Activities >>
a) From the text about Festus Memorial Airport, list every metric measurement given in parentheses.
b) Write the next part of the text about Festus Memorial Airport, beginning after its final sentence.

Selected extract >>
Festus Memorial Airport was a privately owned, public-use, individual airport located two nautical miles (4 km) south of the central business district of Festus, a city in Jefferson County, Missouri, United States.

Although many U.S. airports use the same three-letter location identifier for the FAA and IATA, this airport was assigned FES by the FAA but had no designation from the IATA.

== Facilities and aircraft ==
Festus Memorial Airport sat on an area of 72 acres (29 ha) at an elevation of 433 feet (132 m) above mean sea level. It had one runway designated 1/19 with an asphalt surface measuring 2,202 by 49 feet (671 x 15 m).

For the 12-month period ending December 31, 2019, the airport had 9,006 individual operations, an average of 25 per day: 99.9% general aviation and <0.1% military. At that time there were 25 aircraft based at this airport: 24 single-engine aircraft based at this airport, and one multi-engine aircraft. This airport is permanently closed as of January 2023.

Data for review >>

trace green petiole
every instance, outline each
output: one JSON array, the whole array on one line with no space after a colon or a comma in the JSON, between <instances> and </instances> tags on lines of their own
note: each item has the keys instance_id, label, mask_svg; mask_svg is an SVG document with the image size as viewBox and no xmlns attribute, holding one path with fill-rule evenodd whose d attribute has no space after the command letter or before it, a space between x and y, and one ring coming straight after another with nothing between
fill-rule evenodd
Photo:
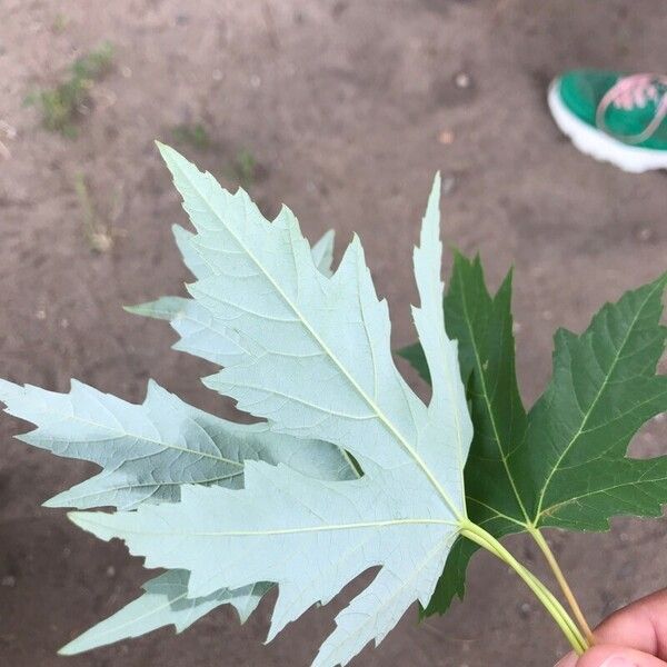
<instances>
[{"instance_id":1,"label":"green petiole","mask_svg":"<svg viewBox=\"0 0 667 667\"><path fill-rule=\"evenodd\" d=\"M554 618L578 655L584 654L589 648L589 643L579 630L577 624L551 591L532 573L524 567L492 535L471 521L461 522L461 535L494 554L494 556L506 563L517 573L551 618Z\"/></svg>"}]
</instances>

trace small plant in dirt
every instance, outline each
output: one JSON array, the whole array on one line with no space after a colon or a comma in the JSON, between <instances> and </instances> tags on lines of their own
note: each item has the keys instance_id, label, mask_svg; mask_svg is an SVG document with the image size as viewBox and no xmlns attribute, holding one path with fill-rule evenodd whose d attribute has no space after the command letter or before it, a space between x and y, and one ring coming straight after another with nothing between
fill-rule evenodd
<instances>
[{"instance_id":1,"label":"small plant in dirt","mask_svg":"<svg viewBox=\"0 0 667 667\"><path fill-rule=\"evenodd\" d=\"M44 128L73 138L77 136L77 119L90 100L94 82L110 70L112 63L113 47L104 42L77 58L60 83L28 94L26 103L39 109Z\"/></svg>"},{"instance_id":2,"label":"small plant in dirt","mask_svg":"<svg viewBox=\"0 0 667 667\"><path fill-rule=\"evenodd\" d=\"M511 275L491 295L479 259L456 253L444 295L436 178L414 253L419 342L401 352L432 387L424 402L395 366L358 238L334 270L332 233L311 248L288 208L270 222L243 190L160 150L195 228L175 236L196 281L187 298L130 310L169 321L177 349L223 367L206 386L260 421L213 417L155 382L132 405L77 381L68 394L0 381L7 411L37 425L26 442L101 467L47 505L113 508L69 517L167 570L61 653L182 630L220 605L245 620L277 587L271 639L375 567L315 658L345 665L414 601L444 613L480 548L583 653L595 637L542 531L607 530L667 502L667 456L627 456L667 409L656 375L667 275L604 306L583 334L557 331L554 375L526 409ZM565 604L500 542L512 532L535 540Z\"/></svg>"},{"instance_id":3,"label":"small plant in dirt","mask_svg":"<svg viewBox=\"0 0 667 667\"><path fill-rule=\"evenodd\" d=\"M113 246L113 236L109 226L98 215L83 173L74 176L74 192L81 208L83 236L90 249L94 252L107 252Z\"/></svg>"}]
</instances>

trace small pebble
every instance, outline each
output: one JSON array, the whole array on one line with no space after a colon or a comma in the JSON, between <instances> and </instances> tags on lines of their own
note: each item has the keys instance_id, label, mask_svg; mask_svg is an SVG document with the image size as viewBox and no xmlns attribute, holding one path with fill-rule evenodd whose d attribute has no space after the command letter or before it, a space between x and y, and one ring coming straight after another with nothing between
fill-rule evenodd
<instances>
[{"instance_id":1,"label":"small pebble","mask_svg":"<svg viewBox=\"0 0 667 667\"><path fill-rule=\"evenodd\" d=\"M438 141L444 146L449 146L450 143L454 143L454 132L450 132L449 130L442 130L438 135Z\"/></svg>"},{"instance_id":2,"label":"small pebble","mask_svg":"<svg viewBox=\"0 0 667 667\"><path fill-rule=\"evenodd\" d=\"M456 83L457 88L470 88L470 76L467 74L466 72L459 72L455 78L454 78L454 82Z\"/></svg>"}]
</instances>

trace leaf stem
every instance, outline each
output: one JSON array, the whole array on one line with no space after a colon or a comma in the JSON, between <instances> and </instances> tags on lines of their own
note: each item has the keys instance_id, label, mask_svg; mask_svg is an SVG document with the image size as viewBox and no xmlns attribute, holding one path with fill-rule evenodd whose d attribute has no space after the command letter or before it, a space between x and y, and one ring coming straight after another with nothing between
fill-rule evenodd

Responses to the exercise >>
a)
4 km
29 ha
132 m
671 x 15 m

b)
== Permanent closure ==
In August 2022, after months of rumors it was announced that the owner of the property that the airport was situated on was selling the property to develop a new industrial district. The airport closed on September 27, 2022. More than 20 air frames had to be relocated from hangars due to the closure, and there is currently not an airport in Jefferson County.

=== Industrial Park ===
Jefferson County will put up $7.25 million dollars to fund necessary infrastructure for the industrial project, dubbed Project Redbird, while Crystal City council members voted to annex property necessary for the project.